_Provided passage_
However, and I mean this with a heart full of dread and an oesophagus full of sick, the sour icing on the horrifying cake was the look you dragged into the Eliminarium. SHOW ME IN THE BOOK WHERE IT SAYS IT’S OKAY TO MAKE YOUR HAIR INDISTINGUISHABLE FROM YOUR COAT. That... that shit ain’t right. Wait – I think I have a picture of it somewhere...
• The lesson this week? Densung! The style? Hup Hop! The level of ability? Shut! Even Colin can see that through his coiffure du canine, and describes the girls as looking like “whin you pull spaghitti out of the peckut end drop ut on a plate”. Aah. It’s funny because it’s pasta.
• Just before she gives up on life, Sarah starts small by saying she “hes a bed hidache”. She refuses any offers of Penadowl, though.
• Colin Hyphenated-Surname could not possibly have said the word “dindruff” more frequently in the Eliminarium. And he could not have looked more like he probably had some.

_Data segment_

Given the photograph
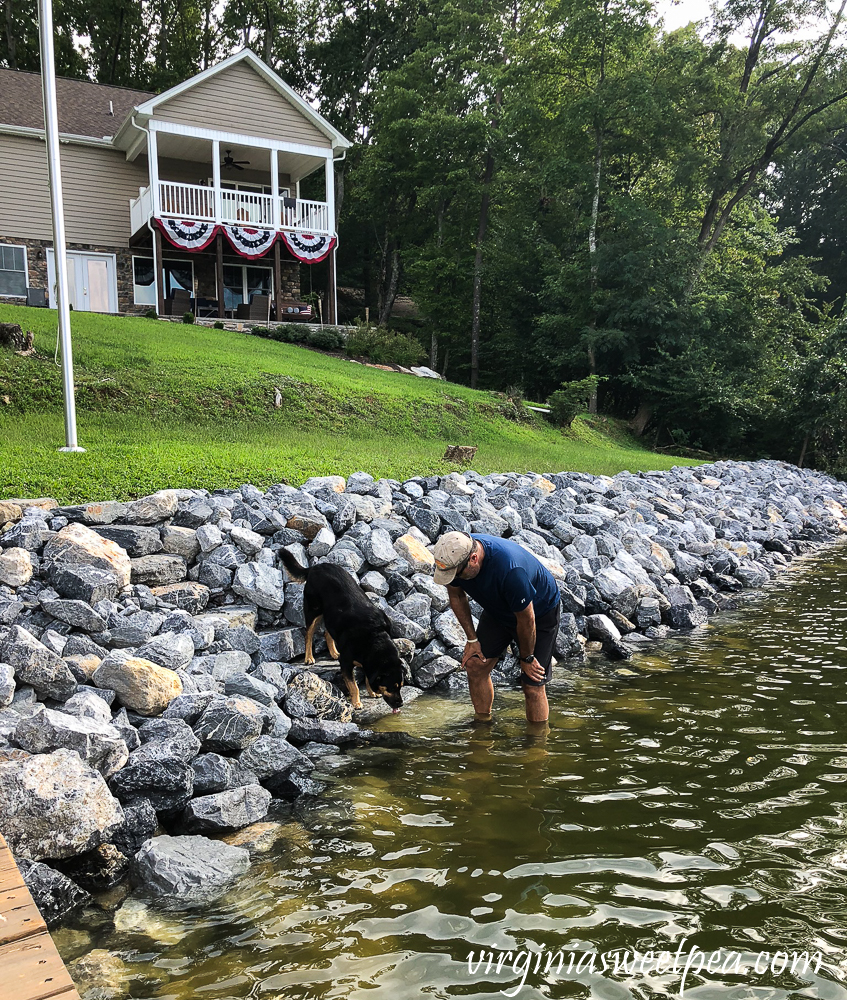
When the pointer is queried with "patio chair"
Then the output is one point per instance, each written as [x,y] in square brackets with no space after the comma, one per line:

_Task to complete_
Copy out everything in the recap from "However, and I" down to "of Penadowl, though.", replacing "Eliminarium" with "judging room". The listing has no connection to the recap.

_Output_
However, and I mean this with a heart full of dread and an oesophagus full of sick, the sour icing on the horrifying cake was the look you dragged into the judging room. SHOW ME IN THE BOOK WHERE IT SAYS IT’S OKAY TO MAKE YOUR HAIR INDISTINGUISHABLE FROM YOUR COAT. That... that shit ain’t right. Wait – I think I have a picture of it somewhere...
• The lesson this week? Densung! The style? Hup Hop! The level of ability? Shut! Even Colin can see that through his coiffure du canine, and describes the girls as looking like “whin you pull spaghitti out of the peckut end drop ut on a plate”. Aah. It’s funny because it’s pasta.
• Just before she gives up on life, Sarah starts small by saying she “hes a bed hidache”. She refuses any offers of Penadowl, though.